Output the lines between the one holding "# point at: grass clump (one per instance)" and the one holding "(1127, 756)", inclusive, as a Markdown table with a Row column for the row number and an Entry column for the line, leaving out blank lines.

---+---

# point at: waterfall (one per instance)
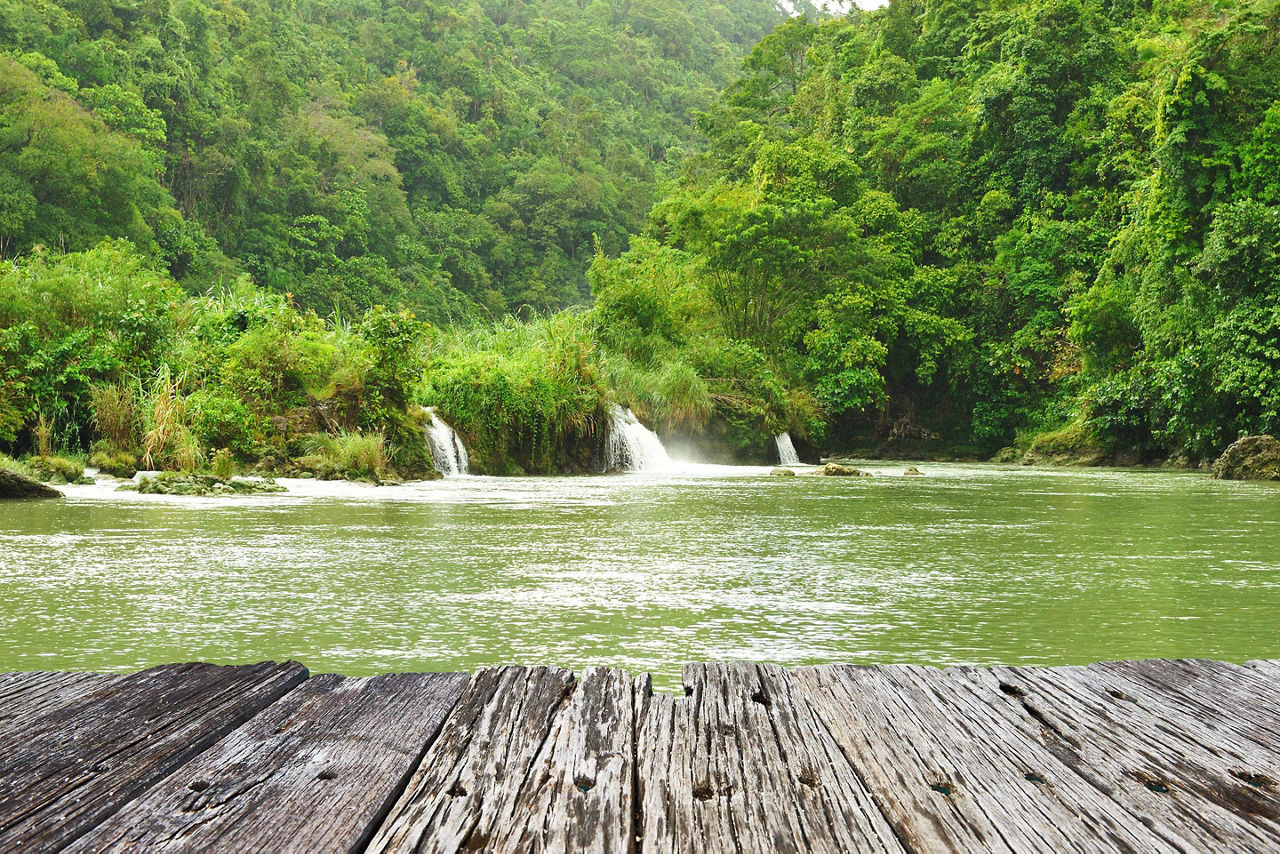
(447, 450)
(631, 446)
(787, 455)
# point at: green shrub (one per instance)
(54, 469)
(118, 464)
(347, 456)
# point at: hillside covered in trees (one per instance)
(940, 227)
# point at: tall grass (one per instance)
(115, 414)
(344, 453)
(168, 441)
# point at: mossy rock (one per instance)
(14, 484)
(1073, 444)
(1255, 457)
(836, 470)
(170, 483)
(58, 470)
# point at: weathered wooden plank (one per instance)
(466, 789)
(951, 772)
(26, 697)
(80, 763)
(579, 795)
(1267, 667)
(316, 771)
(1220, 711)
(741, 763)
(1137, 758)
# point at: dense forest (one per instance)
(263, 232)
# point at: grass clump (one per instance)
(56, 470)
(347, 456)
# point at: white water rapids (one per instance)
(631, 446)
(787, 455)
(447, 450)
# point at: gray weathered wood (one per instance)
(741, 763)
(470, 782)
(579, 793)
(316, 771)
(1136, 757)
(1267, 667)
(26, 697)
(81, 762)
(952, 772)
(1224, 715)
(1120, 756)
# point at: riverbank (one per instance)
(968, 563)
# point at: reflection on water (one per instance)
(970, 563)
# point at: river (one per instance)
(969, 563)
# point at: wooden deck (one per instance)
(1127, 756)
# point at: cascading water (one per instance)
(447, 450)
(631, 446)
(787, 455)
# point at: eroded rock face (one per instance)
(16, 485)
(1255, 457)
(836, 470)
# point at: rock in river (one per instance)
(1255, 457)
(836, 470)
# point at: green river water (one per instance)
(969, 563)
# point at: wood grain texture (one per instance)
(469, 786)
(1269, 668)
(316, 771)
(26, 697)
(741, 763)
(1156, 770)
(1120, 756)
(952, 772)
(80, 763)
(579, 794)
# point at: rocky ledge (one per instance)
(168, 483)
(19, 485)
(1255, 457)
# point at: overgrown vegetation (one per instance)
(251, 237)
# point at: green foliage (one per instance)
(416, 154)
(347, 456)
(521, 394)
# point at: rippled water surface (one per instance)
(965, 565)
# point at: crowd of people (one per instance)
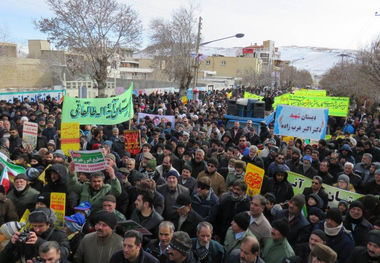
(183, 197)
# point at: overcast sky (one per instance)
(347, 24)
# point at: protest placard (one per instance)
(70, 134)
(157, 119)
(132, 141)
(301, 122)
(88, 161)
(106, 111)
(300, 182)
(253, 178)
(58, 204)
(29, 134)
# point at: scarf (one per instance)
(333, 231)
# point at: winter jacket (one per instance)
(87, 194)
(144, 257)
(277, 251)
(206, 207)
(23, 200)
(7, 210)
(218, 184)
(95, 250)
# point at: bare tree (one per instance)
(172, 43)
(95, 28)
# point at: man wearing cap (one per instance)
(145, 214)
(186, 218)
(180, 250)
(338, 238)
(218, 183)
(95, 190)
(277, 248)
(236, 232)
(132, 250)
(357, 224)
(109, 205)
(100, 245)
(73, 228)
(22, 195)
(204, 201)
(369, 253)
(171, 190)
(42, 230)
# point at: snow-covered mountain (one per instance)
(316, 60)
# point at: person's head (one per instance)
(50, 252)
(316, 184)
(257, 206)
(109, 203)
(296, 203)
(356, 210)
(165, 232)
(183, 204)
(105, 222)
(373, 244)
(97, 181)
(180, 247)
(348, 168)
(20, 182)
(249, 250)
(280, 229)
(204, 233)
(317, 236)
(323, 254)
(240, 222)
(40, 220)
(132, 245)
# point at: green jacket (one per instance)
(230, 243)
(276, 251)
(94, 198)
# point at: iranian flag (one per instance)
(12, 169)
(4, 181)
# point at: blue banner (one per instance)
(307, 123)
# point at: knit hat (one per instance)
(106, 217)
(152, 164)
(344, 178)
(21, 176)
(32, 173)
(281, 226)
(240, 164)
(298, 200)
(324, 253)
(357, 203)
(374, 236)
(242, 219)
(307, 157)
(181, 242)
(320, 233)
(44, 198)
(75, 222)
(8, 229)
(335, 215)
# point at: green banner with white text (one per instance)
(107, 111)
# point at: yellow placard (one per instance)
(58, 204)
(70, 134)
(253, 178)
(248, 95)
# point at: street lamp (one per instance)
(196, 66)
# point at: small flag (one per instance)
(4, 181)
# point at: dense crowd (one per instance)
(183, 197)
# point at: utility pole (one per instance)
(196, 59)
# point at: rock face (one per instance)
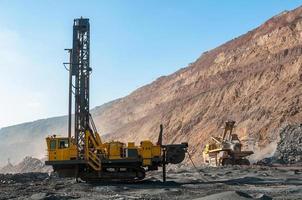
(254, 79)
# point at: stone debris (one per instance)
(28, 164)
(232, 182)
(289, 148)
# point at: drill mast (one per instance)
(80, 72)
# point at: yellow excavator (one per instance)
(226, 149)
(83, 154)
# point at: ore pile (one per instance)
(28, 164)
(289, 147)
(22, 178)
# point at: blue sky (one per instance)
(132, 43)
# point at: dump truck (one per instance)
(226, 149)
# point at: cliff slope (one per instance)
(254, 79)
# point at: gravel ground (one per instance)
(207, 183)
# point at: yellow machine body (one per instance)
(63, 149)
(226, 149)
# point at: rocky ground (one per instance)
(207, 183)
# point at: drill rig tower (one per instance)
(83, 154)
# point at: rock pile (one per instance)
(22, 178)
(28, 164)
(289, 148)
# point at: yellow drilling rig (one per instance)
(83, 154)
(226, 149)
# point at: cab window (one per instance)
(53, 144)
(63, 144)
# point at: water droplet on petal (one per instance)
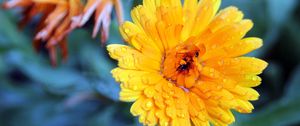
(254, 78)
(126, 30)
(149, 104)
(135, 88)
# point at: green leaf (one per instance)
(282, 112)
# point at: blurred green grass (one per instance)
(81, 91)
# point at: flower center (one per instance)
(182, 65)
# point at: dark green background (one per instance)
(81, 91)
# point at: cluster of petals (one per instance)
(184, 63)
(57, 18)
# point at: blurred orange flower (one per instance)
(60, 17)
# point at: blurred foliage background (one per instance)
(81, 91)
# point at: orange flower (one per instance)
(184, 64)
(60, 17)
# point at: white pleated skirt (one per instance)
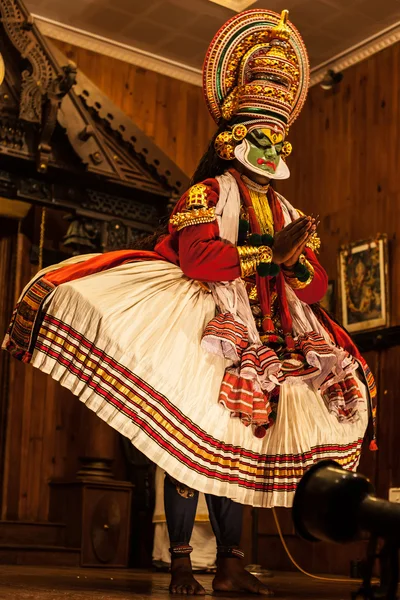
(126, 342)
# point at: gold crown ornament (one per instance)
(226, 141)
(256, 72)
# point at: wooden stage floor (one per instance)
(42, 583)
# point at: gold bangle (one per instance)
(196, 216)
(251, 256)
(295, 283)
(248, 260)
(265, 254)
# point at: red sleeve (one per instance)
(202, 254)
(316, 290)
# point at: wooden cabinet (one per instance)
(97, 519)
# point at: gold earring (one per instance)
(226, 142)
(286, 150)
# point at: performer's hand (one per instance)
(290, 239)
(296, 255)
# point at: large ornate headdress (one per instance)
(256, 73)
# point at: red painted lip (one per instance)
(268, 163)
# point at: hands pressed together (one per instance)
(290, 242)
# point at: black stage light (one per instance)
(335, 505)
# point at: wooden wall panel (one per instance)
(8, 244)
(345, 160)
(345, 167)
(171, 112)
(48, 428)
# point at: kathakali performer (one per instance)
(210, 352)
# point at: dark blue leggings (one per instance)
(225, 517)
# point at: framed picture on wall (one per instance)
(328, 302)
(363, 284)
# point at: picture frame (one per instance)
(363, 284)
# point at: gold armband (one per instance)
(196, 216)
(251, 256)
(314, 243)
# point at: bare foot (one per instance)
(232, 577)
(182, 580)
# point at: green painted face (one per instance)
(265, 149)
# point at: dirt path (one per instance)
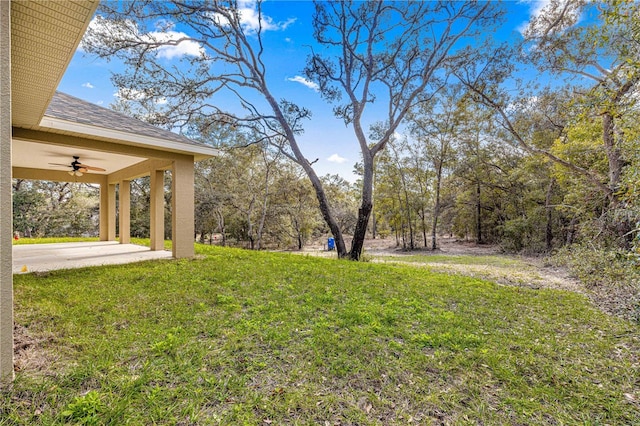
(487, 262)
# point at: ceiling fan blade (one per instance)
(95, 169)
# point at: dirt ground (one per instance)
(522, 271)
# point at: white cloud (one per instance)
(335, 158)
(129, 94)
(164, 33)
(185, 47)
(535, 10)
(546, 14)
(251, 20)
(304, 81)
(136, 95)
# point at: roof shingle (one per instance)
(70, 108)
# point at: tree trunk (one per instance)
(478, 214)
(547, 205)
(364, 212)
(436, 207)
(614, 156)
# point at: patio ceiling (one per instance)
(52, 127)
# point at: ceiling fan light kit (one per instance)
(78, 169)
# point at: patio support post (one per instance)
(111, 212)
(104, 209)
(125, 211)
(157, 210)
(182, 207)
(6, 205)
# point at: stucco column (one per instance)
(125, 211)
(182, 207)
(156, 211)
(111, 212)
(104, 210)
(6, 208)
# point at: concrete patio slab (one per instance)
(46, 257)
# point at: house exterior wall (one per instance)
(6, 205)
(182, 207)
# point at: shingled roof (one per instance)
(69, 108)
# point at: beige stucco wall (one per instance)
(182, 207)
(6, 214)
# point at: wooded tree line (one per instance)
(474, 145)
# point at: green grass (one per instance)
(239, 337)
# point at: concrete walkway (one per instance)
(46, 257)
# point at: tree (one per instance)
(228, 56)
(437, 132)
(391, 52)
(601, 76)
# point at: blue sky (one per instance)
(287, 42)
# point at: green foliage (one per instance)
(602, 267)
(85, 409)
(241, 337)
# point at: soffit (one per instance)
(44, 37)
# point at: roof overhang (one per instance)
(44, 37)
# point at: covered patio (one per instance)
(48, 257)
(48, 135)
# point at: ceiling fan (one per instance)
(77, 168)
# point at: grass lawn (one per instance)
(239, 337)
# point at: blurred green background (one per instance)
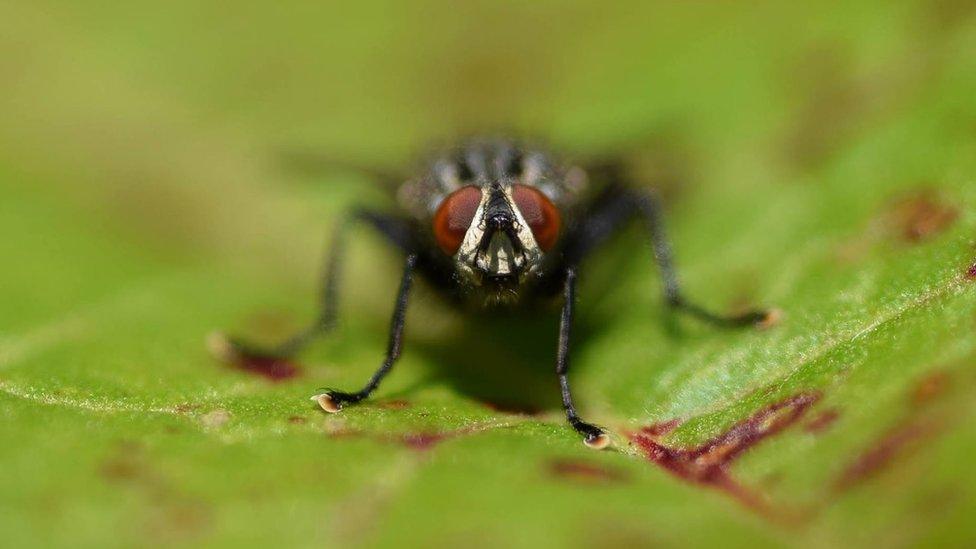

---+---

→ **RESPONSE BELOW**:
| Row | Entry |
|---|---|
| 1 | # point at: grass clump (one per instance) |
| 2 | (56, 470) |
| 3 | (347, 456) |
| 4 | # point at: white water rapids (one per instance) |
| 5 | (631, 446) |
| 6 | (787, 455) |
| 7 | (447, 450) |
| 8 | # point at: gray weathered wood (one per instance) |
| 9 | (741, 763) |
| 10 | (470, 782) |
| 11 | (579, 793) |
| 12 | (316, 771) |
| 13 | (1136, 757) |
| 14 | (1267, 667) |
| 15 | (26, 697) |
| 16 | (81, 762) |
| 17 | (952, 772) |
| 18 | (1224, 715) |
| 19 | (1120, 756) |
| 20 | # point at: riverbank (one per instance) |
| 21 | (968, 563) |
| 22 | # point at: reflection on water (one per instance) |
| 23 | (970, 563) |
| 24 | # point at: river (one per instance) |
| 25 | (969, 563) |
| 26 | # point at: wooden deck (one per instance) |
| 27 | (1127, 756) |